→ **GIVEN TASK**: Can you find every line in the records below that contains the word "metal" and copy each of those lines? Treat uppercase and lowercase as different.

→ **DATASET ENTRIES**:
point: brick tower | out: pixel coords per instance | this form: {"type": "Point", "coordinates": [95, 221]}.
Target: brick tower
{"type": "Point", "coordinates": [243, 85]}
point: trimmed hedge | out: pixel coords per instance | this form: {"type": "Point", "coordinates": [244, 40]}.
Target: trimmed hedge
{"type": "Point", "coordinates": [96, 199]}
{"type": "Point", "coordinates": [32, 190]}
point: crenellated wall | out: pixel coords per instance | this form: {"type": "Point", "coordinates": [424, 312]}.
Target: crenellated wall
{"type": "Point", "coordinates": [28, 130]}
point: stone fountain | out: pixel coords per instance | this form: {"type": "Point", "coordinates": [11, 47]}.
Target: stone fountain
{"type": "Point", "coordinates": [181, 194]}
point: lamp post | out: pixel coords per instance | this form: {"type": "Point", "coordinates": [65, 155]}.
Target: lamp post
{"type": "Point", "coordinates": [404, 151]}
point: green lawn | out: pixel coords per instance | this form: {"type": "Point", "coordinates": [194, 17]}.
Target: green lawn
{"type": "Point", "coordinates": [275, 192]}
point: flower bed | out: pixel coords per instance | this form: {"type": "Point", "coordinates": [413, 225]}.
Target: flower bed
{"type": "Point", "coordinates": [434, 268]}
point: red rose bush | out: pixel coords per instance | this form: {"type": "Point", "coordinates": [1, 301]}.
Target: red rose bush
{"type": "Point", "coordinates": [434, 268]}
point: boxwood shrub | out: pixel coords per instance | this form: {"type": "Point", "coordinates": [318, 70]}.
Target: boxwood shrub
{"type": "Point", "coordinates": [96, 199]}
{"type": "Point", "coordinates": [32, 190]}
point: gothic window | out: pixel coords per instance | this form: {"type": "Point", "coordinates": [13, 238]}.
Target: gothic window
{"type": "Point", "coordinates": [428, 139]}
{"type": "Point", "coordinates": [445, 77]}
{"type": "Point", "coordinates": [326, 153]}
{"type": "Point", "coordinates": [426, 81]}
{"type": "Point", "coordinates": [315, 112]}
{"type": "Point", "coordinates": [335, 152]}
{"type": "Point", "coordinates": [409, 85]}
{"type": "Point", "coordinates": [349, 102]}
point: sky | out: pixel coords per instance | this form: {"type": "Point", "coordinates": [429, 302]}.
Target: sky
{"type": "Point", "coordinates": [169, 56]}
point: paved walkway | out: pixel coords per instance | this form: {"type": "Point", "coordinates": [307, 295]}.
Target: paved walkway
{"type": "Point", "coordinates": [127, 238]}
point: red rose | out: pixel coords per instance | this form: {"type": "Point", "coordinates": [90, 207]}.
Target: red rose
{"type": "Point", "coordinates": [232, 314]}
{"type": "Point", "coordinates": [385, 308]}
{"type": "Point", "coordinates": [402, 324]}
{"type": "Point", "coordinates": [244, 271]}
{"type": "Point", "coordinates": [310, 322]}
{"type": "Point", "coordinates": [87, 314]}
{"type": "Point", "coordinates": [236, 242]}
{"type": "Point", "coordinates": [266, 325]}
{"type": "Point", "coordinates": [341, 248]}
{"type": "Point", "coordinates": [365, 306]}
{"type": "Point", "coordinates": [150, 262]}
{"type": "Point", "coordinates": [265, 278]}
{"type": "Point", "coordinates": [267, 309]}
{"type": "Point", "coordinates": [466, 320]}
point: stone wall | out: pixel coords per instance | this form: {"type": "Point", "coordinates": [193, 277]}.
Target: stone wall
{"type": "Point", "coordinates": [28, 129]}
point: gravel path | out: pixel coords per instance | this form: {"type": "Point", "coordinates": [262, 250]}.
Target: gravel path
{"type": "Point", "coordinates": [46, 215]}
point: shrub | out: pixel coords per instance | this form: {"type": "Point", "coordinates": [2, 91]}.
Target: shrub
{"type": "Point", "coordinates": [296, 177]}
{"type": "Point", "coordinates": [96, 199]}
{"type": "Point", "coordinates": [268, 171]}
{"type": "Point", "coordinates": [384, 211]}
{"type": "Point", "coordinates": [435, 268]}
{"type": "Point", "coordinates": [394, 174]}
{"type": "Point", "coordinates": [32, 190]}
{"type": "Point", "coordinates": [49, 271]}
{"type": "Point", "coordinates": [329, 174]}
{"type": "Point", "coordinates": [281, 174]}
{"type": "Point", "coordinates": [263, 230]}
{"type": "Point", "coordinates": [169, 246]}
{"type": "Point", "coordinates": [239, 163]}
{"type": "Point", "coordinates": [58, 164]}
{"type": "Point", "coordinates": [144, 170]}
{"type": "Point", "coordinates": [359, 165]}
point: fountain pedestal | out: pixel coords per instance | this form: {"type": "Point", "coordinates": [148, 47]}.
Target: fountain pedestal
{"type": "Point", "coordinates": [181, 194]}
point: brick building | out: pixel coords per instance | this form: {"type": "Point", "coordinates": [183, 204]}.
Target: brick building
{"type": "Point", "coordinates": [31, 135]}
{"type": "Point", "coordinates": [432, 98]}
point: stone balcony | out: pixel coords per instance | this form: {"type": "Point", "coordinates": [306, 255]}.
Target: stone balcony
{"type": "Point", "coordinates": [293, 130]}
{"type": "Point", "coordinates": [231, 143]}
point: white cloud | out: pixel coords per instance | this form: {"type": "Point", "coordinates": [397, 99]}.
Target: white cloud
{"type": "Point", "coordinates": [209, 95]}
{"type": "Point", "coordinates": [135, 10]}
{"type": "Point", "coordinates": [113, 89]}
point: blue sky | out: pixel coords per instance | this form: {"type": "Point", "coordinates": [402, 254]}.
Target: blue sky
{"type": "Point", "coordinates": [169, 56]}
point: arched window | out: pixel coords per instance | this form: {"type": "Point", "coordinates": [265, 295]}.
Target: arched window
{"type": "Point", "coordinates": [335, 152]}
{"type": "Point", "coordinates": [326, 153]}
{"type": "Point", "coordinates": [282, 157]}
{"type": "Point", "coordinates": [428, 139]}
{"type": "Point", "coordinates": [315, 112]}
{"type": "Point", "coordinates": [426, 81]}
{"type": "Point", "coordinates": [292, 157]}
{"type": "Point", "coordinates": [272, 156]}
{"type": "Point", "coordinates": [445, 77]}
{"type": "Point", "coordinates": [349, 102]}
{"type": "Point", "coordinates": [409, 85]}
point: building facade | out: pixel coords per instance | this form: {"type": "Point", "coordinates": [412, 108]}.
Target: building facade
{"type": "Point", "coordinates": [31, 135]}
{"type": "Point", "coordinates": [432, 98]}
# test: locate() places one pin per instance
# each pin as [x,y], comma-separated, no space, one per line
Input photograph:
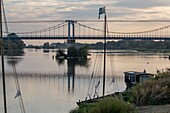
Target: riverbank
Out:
[154,109]
[151,96]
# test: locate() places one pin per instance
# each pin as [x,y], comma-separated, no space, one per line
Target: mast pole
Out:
[2,60]
[104,70]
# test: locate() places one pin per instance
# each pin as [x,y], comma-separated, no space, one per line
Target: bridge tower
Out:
[71,39]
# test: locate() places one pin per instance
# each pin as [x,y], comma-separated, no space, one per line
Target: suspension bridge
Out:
[72,30]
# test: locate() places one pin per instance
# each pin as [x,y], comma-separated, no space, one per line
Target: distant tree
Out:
[46,45]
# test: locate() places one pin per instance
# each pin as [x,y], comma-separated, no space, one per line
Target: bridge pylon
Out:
[71,39]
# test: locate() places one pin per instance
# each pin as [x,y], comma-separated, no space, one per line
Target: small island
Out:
[73,53]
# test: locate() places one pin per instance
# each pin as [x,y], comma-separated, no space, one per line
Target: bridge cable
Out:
[13,66]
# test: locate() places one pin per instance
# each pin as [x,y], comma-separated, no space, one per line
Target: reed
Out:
[106,105]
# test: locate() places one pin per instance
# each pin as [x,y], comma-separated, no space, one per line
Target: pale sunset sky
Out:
[28,10]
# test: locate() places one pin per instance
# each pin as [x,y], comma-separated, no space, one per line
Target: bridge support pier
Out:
[71,40]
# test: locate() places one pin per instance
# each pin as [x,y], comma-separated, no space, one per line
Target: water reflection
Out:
[14,53]
[13,60]
[71,63]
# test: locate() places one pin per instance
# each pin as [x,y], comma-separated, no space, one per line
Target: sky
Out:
[19,10]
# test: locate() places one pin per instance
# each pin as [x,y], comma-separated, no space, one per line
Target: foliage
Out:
[77,52]
[106,105]
[85,108]
[151,92]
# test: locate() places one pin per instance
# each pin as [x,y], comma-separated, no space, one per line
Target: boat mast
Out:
[104,70]
[2,60]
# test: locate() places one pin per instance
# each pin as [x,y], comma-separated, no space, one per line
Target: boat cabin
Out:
[133,77]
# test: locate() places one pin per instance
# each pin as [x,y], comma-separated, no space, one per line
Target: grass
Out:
[106,105]
[152,92]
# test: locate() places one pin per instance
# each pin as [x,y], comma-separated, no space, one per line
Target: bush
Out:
[106,105]
[151,92]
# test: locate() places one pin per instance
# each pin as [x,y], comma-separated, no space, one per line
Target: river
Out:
[52,86]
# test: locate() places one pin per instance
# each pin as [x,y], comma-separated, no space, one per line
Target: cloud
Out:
[141,3]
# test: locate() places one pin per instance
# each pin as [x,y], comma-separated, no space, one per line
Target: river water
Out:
[52,86]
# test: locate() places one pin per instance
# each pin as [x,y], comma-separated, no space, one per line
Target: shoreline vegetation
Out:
[73,53]
[150,95]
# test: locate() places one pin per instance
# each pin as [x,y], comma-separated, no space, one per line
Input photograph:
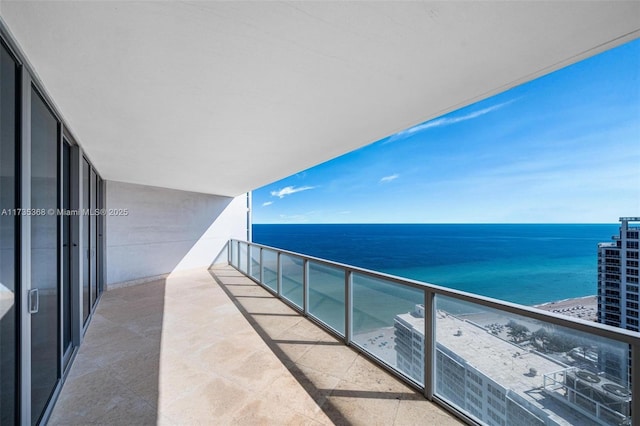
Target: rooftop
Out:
[506,363]
[214,347]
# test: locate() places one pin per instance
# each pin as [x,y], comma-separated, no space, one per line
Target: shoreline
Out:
[585,307]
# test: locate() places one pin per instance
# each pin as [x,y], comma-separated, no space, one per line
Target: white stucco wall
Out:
[167,231]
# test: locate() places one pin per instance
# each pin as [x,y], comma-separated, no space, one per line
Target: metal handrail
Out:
[430,291]
[601,330]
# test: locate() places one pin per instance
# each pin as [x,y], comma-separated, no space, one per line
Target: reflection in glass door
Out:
[44,294]
[86,178]
[93,271]
[8,241]
[66,253]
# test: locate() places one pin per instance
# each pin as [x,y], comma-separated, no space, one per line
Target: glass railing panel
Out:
[292,279]
[270,269]
[254,266]
[233,248]
[242,257]
[388,322]
[503,369]
[326,295]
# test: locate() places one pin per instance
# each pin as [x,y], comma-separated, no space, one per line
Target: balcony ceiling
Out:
[224,97]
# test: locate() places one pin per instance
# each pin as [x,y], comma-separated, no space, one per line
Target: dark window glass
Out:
[92,238]
[86,178]
[66,247]
[44,254]
[8,231]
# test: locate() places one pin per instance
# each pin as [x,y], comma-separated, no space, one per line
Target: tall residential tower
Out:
[618,277]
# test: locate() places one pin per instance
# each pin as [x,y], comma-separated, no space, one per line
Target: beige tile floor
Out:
[214,348]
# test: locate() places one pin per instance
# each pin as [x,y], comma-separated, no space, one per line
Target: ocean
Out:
[527,264]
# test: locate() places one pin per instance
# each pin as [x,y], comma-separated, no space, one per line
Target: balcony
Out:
[489,361]
[216,348]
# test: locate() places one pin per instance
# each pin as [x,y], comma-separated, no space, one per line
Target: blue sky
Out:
[564,148]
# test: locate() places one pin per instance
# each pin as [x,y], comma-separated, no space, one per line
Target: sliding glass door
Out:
[44,302]
[9,230]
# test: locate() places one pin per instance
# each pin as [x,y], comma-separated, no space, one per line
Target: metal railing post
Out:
[249,258]
[348,305]
[261,266]
[429,343]
[305,286]
[278,275]
[635,384]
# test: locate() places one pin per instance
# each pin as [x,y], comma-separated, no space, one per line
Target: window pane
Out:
[44,254]
[86,271]
[8,230]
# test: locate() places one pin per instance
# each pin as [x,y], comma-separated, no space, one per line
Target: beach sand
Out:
[583,307]
[380,342]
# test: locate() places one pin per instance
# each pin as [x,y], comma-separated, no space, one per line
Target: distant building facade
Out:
[501,383]
[618,277]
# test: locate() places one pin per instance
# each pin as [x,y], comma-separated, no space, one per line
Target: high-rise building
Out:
[618,277]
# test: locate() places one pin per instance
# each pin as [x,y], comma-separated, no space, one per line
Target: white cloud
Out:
[387,179]
[445,121]
[290,190]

→ **COMPLETED EXERCISE**:
Target: metal handrail
Target: metal railing post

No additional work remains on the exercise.